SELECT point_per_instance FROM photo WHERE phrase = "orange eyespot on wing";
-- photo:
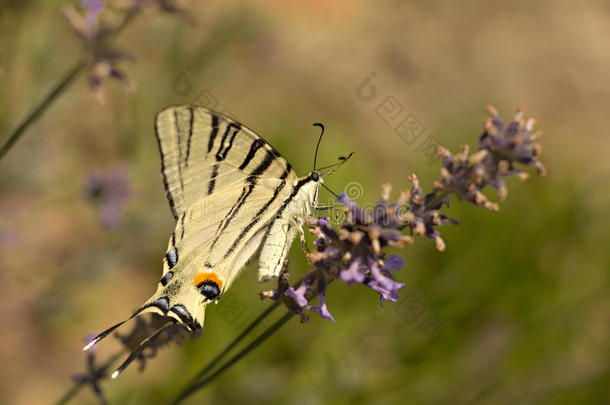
(201, 278)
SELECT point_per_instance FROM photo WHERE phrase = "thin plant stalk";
(44, 104)
(79, 385)
(234, 342)
(55, 92)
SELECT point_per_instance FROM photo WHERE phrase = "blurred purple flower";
(108, 191)
(353, 253)
(93, 34)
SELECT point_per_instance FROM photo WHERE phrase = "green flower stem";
(46, 102)
(196, 386)
(79, 385)
(55, 92)
(234, 342)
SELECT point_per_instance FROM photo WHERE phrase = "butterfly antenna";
(342, 160)
(315, 156)
(332, 192)
(138, 349)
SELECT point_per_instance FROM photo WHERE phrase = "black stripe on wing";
(178, 133)
(252, 179)
(170, 198)
(188, 142)
(213, 132)
(224, 150)
(258, 216)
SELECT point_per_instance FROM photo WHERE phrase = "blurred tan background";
(523, 296)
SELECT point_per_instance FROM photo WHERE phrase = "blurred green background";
(520, 299)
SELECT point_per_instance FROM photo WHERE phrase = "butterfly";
(229, 192)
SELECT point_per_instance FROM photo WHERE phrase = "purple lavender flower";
(102, 59)
(108, 191)
(353, 253)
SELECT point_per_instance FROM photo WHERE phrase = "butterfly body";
(230, 192)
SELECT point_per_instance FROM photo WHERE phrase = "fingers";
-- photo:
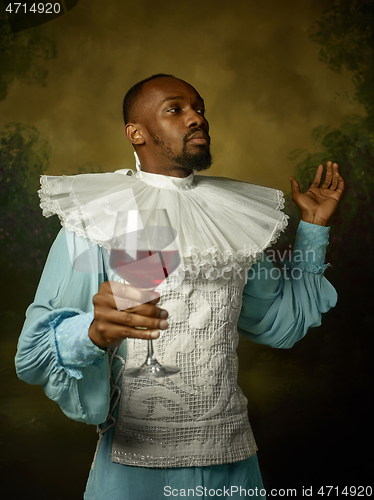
(295, 187)
(130, 293)
(317, 178)
(141, 320)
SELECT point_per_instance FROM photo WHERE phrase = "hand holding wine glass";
(144, 252)
(123, 311)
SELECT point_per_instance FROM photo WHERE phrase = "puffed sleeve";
(54, 349)
(279, 305)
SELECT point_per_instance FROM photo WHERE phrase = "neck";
(161, 166)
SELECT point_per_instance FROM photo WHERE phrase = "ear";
(134, 134)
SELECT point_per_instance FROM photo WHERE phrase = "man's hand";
(138, 309)
(319, 203)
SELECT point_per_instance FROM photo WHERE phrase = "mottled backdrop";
(266, 90)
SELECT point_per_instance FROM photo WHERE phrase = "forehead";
(160, 90)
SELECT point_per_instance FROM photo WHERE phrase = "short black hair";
(132, 95)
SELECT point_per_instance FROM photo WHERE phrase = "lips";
(199, 138)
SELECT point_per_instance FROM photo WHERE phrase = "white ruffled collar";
(166, 181)
(223, 225)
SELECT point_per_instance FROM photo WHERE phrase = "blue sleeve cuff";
(71, 344)
(310, 248)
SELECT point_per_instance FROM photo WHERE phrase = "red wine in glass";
(148, 269)
(144, 252)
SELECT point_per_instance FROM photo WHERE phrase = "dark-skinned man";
(163, 437)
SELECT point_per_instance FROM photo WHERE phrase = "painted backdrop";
(287, 86)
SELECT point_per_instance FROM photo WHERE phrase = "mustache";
(193, 131)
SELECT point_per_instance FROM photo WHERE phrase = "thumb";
(295, 187)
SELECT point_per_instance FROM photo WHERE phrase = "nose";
(195, 119)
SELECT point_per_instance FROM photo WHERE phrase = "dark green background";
(282, 81)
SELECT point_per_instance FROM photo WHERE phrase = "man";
(189, 431)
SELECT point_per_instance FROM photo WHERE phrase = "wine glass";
(144, 252)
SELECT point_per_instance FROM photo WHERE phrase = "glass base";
(153, 370)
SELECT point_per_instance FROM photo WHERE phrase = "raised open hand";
(318, 204)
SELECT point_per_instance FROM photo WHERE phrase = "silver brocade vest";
(197, 417)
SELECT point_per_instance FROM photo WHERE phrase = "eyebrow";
(180, 98)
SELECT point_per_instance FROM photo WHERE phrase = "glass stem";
(151, 355)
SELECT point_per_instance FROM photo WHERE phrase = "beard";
(198, 161)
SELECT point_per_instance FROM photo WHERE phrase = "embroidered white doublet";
(199, 416)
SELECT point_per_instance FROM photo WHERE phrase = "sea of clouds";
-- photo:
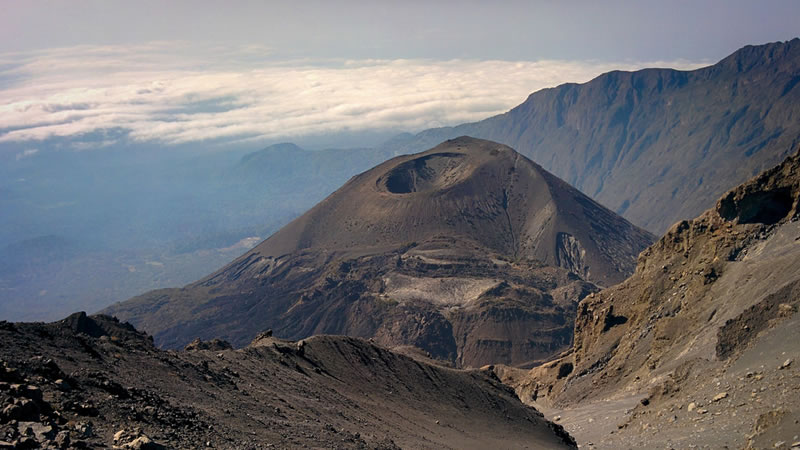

Your goal:
Set down every entry above without alteration, but print no images.

Task output:
SELECT point_per_instance FROM photo WHERE phrase = "orange eyespot on wing";
-- photo:
(201, 278)
SELECT point_per_instance FROM photo WHERE phrase = "thin plant stalk";
(44, 104)
(79, 385)
(234, 342)
(55, 92)
SELECT point_per_instance FROM photo WHERE phrase = "blurred purple flower";
(108, 191)
(353, 253)
(93, 34)
SELECT point_per_instance FROM photo WHERE phrase = "green flower stem";
(46, 102)
(196, 386)
(79, 385)
(55, 92)
(234, 342)
SELECT point_per_instance FROM photo WHERE phrase = "butterfly antenna";
(342, 160)
(315, 156)
(332, 192)
(138, 349)
SELECT point_per_instance FROM photo WHERE phrase = "black stripe on wing";
(178, 133)
(252, 179)
(170, 198)
(188, 142)
(213, 132)
(224, 150)
(258, 216)
SELECT point_per_instance FROM photo WHERE phrase = "blurred tan background";
(523, 296)
SELECT point_per_instance FROM photo WHERE phrase = "blurred green background";
(520, 299)
SELECT point_per_instance FROM photo WHERE phrase = "butterfly";
(229, 192)
SELECT point_per_instance FROM photo WHERE phrase = "purple lavender flower";
(102, 59)
(108, 191)
(353, 253)
SELECT point_per_instance FROM photo WHERE phrase = "butterfly body";
(230, 192)
SELECT point_per_instance FROM photo WHERE phrase = "fingers";
-- photo:
(295, 187)
(130, 293)
(317, 178)
(141, 320)
SELECT point_per_instance FROM photo WHERE phrase = "hand holding wine glass";
(144, 252)
(123, 311)
SELECT point_per_instance FROM photo WHERE phrase = "puffed sleeve";
(54, 349)
(279, 305)
SELECT point_per_instance FROM photo WHERE phrase = "neck";
(161, 166)
SELECT point_per_instance FROM photo WHERE phrase = "ear";
(134, 134)
SELECT point_per_instance FROM photo WHERE phrase = "man's hand";
(138, 309)
(319, 203)
SELECT point_per_instance FROM photo WHERE phrase = "mottled backdrop";
(266, 90)
SELECT point_per_instance FROM photo WHERE phrase = "forehead";
(160, 90)
SELECT point_per_instance FROM photo WHERE phrase = "short black hair";
(132, 95)
SELECT point_per_instance FROM photo WHERE phrase = "lips";
(199, 138)
SELECT point_per_instance FROM photo WHERE phrase = "white ruffled collar";
(166, 181)
(223, 225)
SELECT point_per_instance FROM photo WHERE phrase = "blue sleeve cuff";
(71, 344)
(310, 248)
SELECT point_per_instance FROM photo WHERE phrase = "red wine in glass";
(148, 269)
(144, 252)
SELECT point_per_instance FROM photo WHERE phrase = "dark-skinned man";
(163, 437)
SELECT point_per_instance FROM photo WHERE phrase = "painted backdrop";
(287, 86)
SELECT point_per_instance FROM photo WHERE phrase = "mustache";
(193, 131)
SELECT point_per_instance FROM photo WHERE phrase = "thumb";
(295, 187)
SELECT point_per_instance FROM photo WHERE phrase = "nose";
(195, 119)
SELECT point_per_instance FROM photo WHERE phrase = "dark green background";
(282, 81)
SELECT point_per_instance FROM photo WHERE phrase = "man";
(189, 431)
SELECT point_per_instance FROM photo WHERE phrase = "wine glass";
(144, 252)
SELECT point_per_instance FROM photo WHERE phrase = "glass base";
(153, 370)
SELECT point_per_instance FROM photo WHERE phrase = "raised open hand";
(318, 204)
SELECT point_per_instance FROM photo WHERE phrase = "silver brocade vest";
(197, 417)
SELECT point_per_instance FROM photo WHERE phrase = "eyebrow";
(180, 98)
SELECT point_per_instance FROM photo WHERE phrase = "glass stem";
(151, 355)
SELECT point_per_instance FROM photo WHERE phrase = "beard";
(198, 161)
SELECT point_per_instance FROM photo WHERE phrase = "embroidered white doublet";
(199, 416)
SELECT point_per_instance FROM photo WHERE phrase = "sea of clouds";
-- photo:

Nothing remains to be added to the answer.